Document segment:
* start *

= People's Commissariat of Justice of the Russian Soviet Federative Socialist Republic =

Russian SFSR government agency

The People's Commissariat of Justice of the Russian Soviet Federative Socialist Republic was an executive body within the Soviet government of Russia (Council of People's Commissars) in charge of the organization and functioning of the justice system.

==History==
The People's Commissariat of Justice was established by the Decree Establishing the Council of People's Commissars, passed by the Second All–Russian Congress of Soviets of Workers', Soldiers' and Peasants' Deputies on October 27, 1917.

In 1917, the People's Commissariat of Justice was entrusted with the immediate breakdown of the entire apparatus of the former Ministry of Justice and the Court of the Russian Empire. The People's Commissariat of Justice was entrusted with the responsibility of building a new legal system and a new justice system, as well as replacing the abolished Governing Senate in terms of judicial control on a nationwide scale.

At the same time, the duties of the State Council of the Russian Empire, its Special Department and the Senate for the preparation and publication of decrees and for the codification of laws passed to the People's Commissariat of Justice.

* end *

Request A:
Summarize the article on the People's Commissariat of Justice in two sentences.

Supplied records:
* start *

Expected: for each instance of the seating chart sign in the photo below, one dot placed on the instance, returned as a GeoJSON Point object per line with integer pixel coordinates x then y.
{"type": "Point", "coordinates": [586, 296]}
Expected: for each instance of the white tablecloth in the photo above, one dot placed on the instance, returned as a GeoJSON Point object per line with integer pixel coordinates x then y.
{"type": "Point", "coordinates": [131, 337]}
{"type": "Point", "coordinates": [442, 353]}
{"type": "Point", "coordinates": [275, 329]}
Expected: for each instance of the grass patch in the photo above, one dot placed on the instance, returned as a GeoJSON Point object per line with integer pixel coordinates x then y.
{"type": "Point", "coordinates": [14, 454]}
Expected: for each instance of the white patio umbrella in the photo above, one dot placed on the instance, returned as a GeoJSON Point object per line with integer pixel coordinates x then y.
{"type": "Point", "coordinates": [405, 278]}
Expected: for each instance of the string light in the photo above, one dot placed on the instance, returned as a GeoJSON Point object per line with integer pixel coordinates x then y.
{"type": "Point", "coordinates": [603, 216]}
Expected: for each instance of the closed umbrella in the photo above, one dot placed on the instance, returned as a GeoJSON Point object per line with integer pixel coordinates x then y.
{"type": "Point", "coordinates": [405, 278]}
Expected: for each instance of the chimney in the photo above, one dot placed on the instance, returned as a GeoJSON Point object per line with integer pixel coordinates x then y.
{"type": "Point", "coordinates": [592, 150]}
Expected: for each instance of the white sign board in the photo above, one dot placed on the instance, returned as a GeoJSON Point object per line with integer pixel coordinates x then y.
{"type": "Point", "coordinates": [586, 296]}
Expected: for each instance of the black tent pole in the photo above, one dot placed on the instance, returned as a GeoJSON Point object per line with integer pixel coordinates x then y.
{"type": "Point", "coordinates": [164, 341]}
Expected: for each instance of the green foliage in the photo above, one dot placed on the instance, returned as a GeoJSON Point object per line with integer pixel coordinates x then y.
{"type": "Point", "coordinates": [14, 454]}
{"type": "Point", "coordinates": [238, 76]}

* end *

Request B:
Set down the lines of the records from the one containing "Expected: for each instance of the green" through the end of the records, including both ends.

Finished answer A:
The People's Commissariat of Justice of the Russian SFSR was an executive body within the Council of People's Commissars, in charge of the organization and functioning of the justice system, and it was established by decree of the Second All-Russian Congress of Soviets on October 27, 1917. In 1917 it was entrusted with breaking down the apparatus of the former Ministry of Justice and the Court of the Russian Empire, building a new legal and justice system, and replacing the abolished Governing Senate in nationwide judicial control, and it also took over the preparation and publication of decrees and the codification of laws from the State Council, its Special Department and the Senate.

Finished answer B:
Expected: for each instance of the green foliage in the photo above, one dot placed on the instance, returned as a GeoJSON Point object per line with integer pixel coordinates x then y.
{"type": "Point", "coordinates": [14, 454]}
{"type": "Point", "coordinates": [238, 76]}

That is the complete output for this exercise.